* WHAT NEEDS TO BE DONE *
Set down the records word for word from their first line through the line that contains "768,558 -> 802,593", and stop there.
start MATERIAL SHOWN
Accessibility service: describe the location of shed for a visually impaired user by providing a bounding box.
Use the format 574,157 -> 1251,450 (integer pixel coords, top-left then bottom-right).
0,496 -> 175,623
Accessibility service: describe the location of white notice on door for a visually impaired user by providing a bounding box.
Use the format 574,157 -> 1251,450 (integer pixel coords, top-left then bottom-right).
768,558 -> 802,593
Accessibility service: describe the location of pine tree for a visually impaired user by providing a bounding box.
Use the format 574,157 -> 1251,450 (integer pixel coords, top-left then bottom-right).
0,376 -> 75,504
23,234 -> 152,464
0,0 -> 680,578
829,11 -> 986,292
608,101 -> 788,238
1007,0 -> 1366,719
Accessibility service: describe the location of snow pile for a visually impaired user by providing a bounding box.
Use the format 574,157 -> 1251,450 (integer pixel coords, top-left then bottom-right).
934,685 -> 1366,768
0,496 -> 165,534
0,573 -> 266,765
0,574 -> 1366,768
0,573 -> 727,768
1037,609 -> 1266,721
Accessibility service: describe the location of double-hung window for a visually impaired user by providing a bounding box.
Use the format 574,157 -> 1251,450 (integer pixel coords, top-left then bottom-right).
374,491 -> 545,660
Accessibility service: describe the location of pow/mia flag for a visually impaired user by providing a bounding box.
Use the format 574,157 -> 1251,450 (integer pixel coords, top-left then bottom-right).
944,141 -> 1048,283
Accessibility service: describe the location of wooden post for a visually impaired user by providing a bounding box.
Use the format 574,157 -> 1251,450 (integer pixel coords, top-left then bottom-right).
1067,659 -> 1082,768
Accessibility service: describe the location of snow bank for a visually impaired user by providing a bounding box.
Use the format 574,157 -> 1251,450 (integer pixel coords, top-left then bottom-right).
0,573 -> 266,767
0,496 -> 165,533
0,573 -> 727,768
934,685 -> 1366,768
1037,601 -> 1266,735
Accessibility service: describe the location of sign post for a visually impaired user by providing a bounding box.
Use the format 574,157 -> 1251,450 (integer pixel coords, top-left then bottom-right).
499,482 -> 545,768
end MATERIAL SHOWN
* EXERCISE RESPONSE *
Accessibility service: describe the location of shed for a visually impaired user by providing a bounding box.
Use the format 574,157 -> 1251,450 (integer pixel coords, top-left then bottom-right).
0,496 -> 175,623
Accessibility service: describe the location of white notice on door for a visually impaired user by providing a bounding box.
Use the format 574,157 -> 1251,450 (integer pixel coords, top-left then bottom-right).
768,558 -> 802,593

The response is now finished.